- [EXERCISE REQUIREMENTS]:
The entries that follow must be written out exactly, without any of the pictures they contain.

Image point grounding data:
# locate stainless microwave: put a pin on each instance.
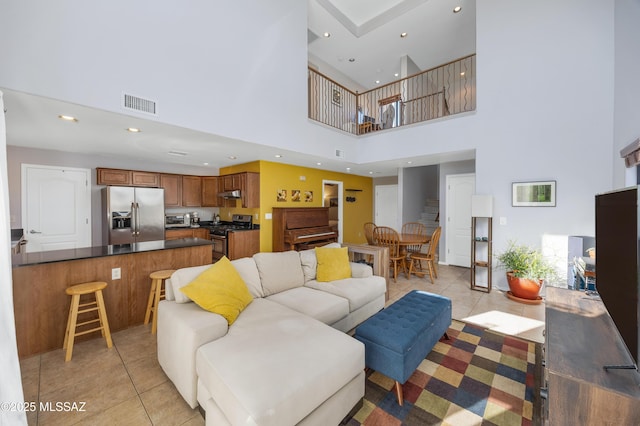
(177, 220)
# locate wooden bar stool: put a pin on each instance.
(155, 295)
(76, 308)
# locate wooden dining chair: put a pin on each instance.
(416, 228)
(368, 232)
(429, 257)
(385, 236)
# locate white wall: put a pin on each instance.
(419, 184)
(627, 89)
(208, 65)
(17, 156)
(10, 384)
(545, 86)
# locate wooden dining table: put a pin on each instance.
(411, 240)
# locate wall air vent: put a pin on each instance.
(139, 104)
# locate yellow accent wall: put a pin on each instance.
(276, 176)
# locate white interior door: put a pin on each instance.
(386, 206)
(56, 207)
(460, 188)
(337, 214)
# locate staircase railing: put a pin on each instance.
(441, 91)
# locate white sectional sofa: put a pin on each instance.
(286, 359)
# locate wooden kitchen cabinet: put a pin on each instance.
(148, 179)
(113, 177)
(174, 234)
(243, 244)
(172, 185)
(210, 192)
(191, 191)
(249, 185)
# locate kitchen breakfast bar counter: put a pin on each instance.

- [SOLUTION FOR THIS PROBLEM]:
# locate stainless microwave: put a pin on each instance.
(177, 220)
# locate wooden bar stool: put a pin on each instance.
(155, 295)
(76, 308)
# locate wooden dining chair: put a pin on each instance.
(416, 228)
(368, 232)
(429, 257)
(385, 236)
# locate white wall: put a pin on each instance.
(419, 184)
(627, 89)
(208, 65)
(17, 156)
(10, 384)
(545, 86)
# locate wooden dining table: put a pin on each instance.
(411, 240)
# locate wall air vent: put a pin on each instance.
(139, 104)
# locate yellow accent wall: put a pin on each instance.
(276, 176)
# locate white interior door: put a pin on each instance.
(386, 206)
(56, 207)
(460, 188)
(337, 214)
# locate staircase railing: put a pin on each instance.
(441, 91)
# locate white sectional sofa: put a pin on each instance.
(286, 359)
# locate wooden kitchen cabinet: put a pin on each instance.
(148, 179)
(113, 177)
(174, 234)
(243, 244)
(172, 185)
(210, 192)
(191, 191)
(249, 185)
# locate kitchen breakfast bar counter: put a pin on each instance.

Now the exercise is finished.